Tasks to carry out -
**1)** In the wet goats thread, what did PrettyPaisley carry outside to lead the goats into the building?
**2)** Name every user who posted in the wet goats thread.
**3)** From the wet goats thread, reproduce word for word the text starting with "## Lada (Jun" and going on through "four-footed, abominable, snow-blobs.".

Passage -
····················

# Wet goats



## PrettyPaisley (May 18, 2007)

Is there something I need to do for wet goats? Other than towel drying them? Do I need to use a hair dryer? 

One of the main things I've heard is not to let them get wet. We have an entire building outside for them with hay and bedding on the back of the property. I just came home to a torential downpour and they are standing in it, against the fence. Standing there. 

I took the children inside and went out with a handful of marshmallows to lead them into the building and they didn't want to go! I had to let one go while I drug the other one, who was thrilled to be dry. I went back for the other one and I guess they decided staying the building was the right thing to do. 

But now they are wet. I don't want them to get sick. What can I do?


----------



## Lada (Jun 7, 2008)

Mine have been dumb and gotten outside before during the rain. I don't even bother putting them up. They know where the enclosure is, if they're too stupid to use it, well...

They have never gotten sick because of being rained on.


----------



## CaliannG (Apr 29, 2005)

Mine have gotten wet and it never made them sick. Mine have even decided a nice thing to do would be to go outside and munch elm leaves from a fallen branch _during a snow storm_. They all looked like four-footed, abominable, snow-blobs.

MOST of the time, they think a drop of water will cause them to melt and will run, screaming, from a light, summer shower or a garden sprinkler. Every so often, though, they will totally go against their normal behavior and go wandering out in freezing sleet or pouring rain, calm as you please.

There is just no figuring them out.


----------



## Oat Bucket Farm (Jul 28, 2006)

Ours have gotten wet, I never worry about it other than making sure they have a dry place to be if they want it.


----------



## Our Little Farm (Apr 26, 2010)

Ours will go out of their shelter into the rain. It's their choice and I don't worry over it. None of them have had so much as a sniffle.
OUrs have also gone out in the snow and run about. LOL It was hilarious to watch and I think they had a great time.

Don't stress about it.


----------



## beccachow (Nov 8, 2008)

Mine stand in the doorway and cry for me to come save them lest their delicate hooves become dampened from the outrageous moisture pouring from the sky. Now they HATE to get wet, but I have never had one get sick from rain, snow, ice, any such thing.

····················

Given records -

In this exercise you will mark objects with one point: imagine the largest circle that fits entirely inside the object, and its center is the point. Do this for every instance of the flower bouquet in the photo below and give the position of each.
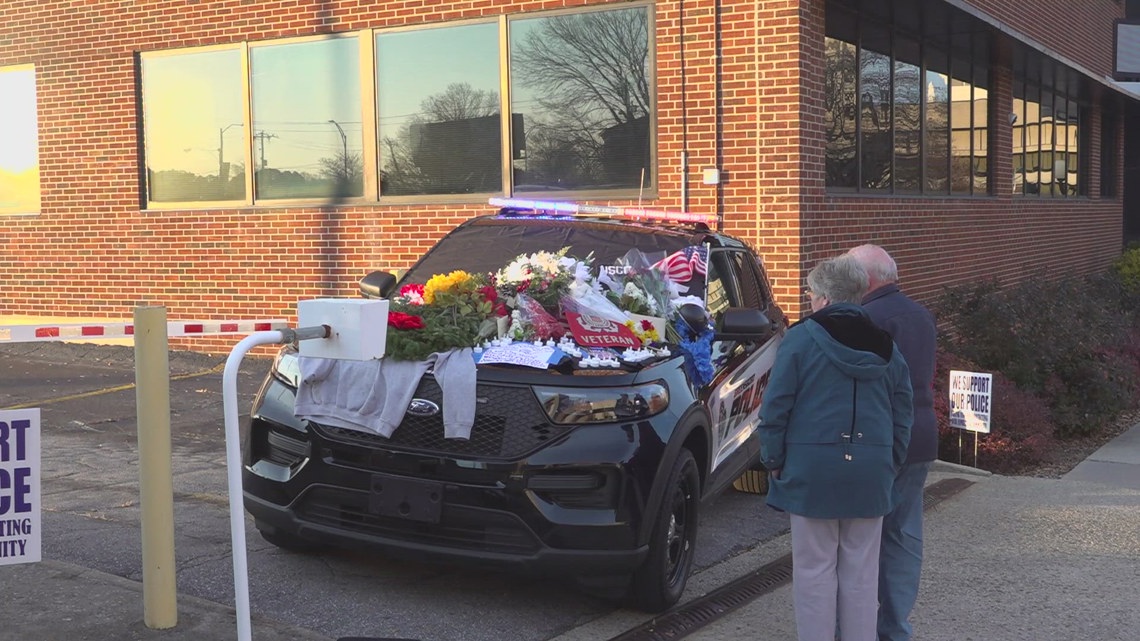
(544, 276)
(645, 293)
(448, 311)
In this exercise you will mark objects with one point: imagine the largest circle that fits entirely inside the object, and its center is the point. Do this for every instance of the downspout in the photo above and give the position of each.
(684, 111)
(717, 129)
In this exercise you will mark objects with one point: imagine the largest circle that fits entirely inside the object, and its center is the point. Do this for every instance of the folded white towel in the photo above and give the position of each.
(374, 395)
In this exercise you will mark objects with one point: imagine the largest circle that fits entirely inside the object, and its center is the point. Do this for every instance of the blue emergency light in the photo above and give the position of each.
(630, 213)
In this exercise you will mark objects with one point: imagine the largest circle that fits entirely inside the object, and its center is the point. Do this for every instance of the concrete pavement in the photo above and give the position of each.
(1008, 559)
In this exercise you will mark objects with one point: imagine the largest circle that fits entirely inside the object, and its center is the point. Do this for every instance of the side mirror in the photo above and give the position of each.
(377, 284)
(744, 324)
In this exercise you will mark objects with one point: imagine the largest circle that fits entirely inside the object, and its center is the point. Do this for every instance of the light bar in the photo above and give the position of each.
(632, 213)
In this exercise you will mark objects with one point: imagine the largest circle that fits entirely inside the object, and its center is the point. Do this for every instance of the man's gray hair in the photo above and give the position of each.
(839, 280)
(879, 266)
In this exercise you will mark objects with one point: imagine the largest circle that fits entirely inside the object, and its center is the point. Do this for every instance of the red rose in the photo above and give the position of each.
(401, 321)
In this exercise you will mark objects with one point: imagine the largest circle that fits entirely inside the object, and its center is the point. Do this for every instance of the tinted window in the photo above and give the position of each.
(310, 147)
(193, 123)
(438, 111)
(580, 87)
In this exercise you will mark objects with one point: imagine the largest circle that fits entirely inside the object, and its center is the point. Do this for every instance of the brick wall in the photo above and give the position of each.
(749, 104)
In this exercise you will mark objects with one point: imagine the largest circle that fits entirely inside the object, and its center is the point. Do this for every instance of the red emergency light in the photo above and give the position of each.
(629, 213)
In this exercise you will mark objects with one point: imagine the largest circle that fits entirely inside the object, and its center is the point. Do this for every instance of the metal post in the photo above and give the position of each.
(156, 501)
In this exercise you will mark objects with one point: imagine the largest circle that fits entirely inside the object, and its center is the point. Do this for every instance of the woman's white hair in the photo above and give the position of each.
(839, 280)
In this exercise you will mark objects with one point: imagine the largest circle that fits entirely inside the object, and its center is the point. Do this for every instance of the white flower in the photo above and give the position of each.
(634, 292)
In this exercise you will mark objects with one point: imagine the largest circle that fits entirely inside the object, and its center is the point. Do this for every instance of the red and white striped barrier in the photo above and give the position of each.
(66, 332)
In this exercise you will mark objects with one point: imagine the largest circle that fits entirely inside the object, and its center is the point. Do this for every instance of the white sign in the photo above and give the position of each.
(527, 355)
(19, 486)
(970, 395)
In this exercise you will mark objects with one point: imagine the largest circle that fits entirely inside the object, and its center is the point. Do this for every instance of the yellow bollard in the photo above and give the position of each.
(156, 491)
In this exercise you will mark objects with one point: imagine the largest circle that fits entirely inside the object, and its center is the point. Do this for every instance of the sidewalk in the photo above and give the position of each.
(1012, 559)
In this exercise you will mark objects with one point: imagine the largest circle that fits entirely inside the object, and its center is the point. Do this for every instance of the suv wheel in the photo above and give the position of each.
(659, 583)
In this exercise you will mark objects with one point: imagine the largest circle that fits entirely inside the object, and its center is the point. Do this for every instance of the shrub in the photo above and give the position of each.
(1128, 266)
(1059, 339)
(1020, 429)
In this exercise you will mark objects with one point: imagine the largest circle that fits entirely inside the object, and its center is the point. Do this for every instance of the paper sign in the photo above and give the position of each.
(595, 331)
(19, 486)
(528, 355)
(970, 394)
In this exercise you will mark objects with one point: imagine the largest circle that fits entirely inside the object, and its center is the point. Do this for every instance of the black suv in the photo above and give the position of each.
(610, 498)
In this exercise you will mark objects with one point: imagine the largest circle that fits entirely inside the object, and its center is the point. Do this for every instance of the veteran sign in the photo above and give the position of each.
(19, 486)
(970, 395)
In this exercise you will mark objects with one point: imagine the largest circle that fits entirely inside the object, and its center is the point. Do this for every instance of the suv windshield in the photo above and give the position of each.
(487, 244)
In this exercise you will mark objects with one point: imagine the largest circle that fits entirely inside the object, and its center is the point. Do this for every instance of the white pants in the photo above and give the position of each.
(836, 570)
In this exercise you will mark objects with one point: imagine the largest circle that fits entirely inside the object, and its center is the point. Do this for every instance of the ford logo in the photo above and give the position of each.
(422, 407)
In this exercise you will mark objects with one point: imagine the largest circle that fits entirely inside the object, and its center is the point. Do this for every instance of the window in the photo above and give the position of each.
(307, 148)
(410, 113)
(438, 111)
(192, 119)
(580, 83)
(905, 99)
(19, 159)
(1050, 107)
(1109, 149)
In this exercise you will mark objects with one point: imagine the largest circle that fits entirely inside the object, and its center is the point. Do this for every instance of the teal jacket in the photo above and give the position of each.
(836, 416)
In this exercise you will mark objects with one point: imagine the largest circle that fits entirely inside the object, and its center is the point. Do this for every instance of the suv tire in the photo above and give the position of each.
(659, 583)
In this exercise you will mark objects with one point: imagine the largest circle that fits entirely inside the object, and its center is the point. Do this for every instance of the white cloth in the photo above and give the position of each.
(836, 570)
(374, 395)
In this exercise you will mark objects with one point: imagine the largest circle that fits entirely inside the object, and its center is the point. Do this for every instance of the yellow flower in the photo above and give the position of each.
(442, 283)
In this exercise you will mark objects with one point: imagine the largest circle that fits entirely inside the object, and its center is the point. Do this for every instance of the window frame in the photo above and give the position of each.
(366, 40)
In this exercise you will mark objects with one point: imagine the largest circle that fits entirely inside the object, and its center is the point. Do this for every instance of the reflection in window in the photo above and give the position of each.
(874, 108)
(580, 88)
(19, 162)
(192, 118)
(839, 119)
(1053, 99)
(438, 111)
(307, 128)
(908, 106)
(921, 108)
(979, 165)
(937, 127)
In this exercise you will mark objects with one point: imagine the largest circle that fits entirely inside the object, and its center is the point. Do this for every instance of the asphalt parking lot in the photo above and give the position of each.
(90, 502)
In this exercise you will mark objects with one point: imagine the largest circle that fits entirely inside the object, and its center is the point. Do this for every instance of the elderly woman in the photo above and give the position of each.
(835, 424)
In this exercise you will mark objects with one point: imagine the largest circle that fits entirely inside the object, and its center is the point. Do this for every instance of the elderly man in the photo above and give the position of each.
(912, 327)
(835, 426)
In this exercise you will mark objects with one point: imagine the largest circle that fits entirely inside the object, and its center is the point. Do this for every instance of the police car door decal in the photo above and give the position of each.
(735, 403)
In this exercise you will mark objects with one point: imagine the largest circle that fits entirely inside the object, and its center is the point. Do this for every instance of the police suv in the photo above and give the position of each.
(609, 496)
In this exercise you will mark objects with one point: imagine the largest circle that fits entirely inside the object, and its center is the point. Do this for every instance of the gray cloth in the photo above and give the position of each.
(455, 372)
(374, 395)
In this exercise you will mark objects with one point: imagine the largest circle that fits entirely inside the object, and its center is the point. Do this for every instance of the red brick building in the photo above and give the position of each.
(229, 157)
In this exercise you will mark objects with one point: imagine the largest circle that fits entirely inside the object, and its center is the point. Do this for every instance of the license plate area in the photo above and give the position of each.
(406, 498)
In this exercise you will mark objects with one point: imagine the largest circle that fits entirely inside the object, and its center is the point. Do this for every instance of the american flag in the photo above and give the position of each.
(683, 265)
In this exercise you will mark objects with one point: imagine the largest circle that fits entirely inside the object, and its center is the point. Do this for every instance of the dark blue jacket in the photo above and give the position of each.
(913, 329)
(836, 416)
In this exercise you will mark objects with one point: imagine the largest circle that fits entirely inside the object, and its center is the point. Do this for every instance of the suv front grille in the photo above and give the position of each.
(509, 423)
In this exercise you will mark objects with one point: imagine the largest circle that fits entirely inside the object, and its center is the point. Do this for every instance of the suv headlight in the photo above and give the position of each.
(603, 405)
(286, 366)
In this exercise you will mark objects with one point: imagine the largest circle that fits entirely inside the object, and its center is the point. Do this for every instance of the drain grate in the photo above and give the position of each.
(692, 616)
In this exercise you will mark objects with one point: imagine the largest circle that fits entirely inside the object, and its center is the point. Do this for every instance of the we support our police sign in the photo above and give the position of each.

····················

Answers to the exercise -
**1)** A handful of marshmallows.

**2)** PrettyPaisley, Lada, CaliannG, Oat Bucket Farm, Our Little Farm, beccachow

**3)**
## Lada (Jun 7, 2008)

Mine have been dumb and gotten outside before during the rain. I don't even bother putting them up. They know where the enclosure is, if they're too stupid to use it, well...

They have never gotten sick because of being rained on.


----------



## CaliannG (Apr 29, 2005)

Mine have gotten wet and it never made them sick. Mine have even decided a nice thing to do would be to go outside and munch elm leaves from a fallen branch _during a snow storm_. They all looked like four-footed, abominable, snow-blobs.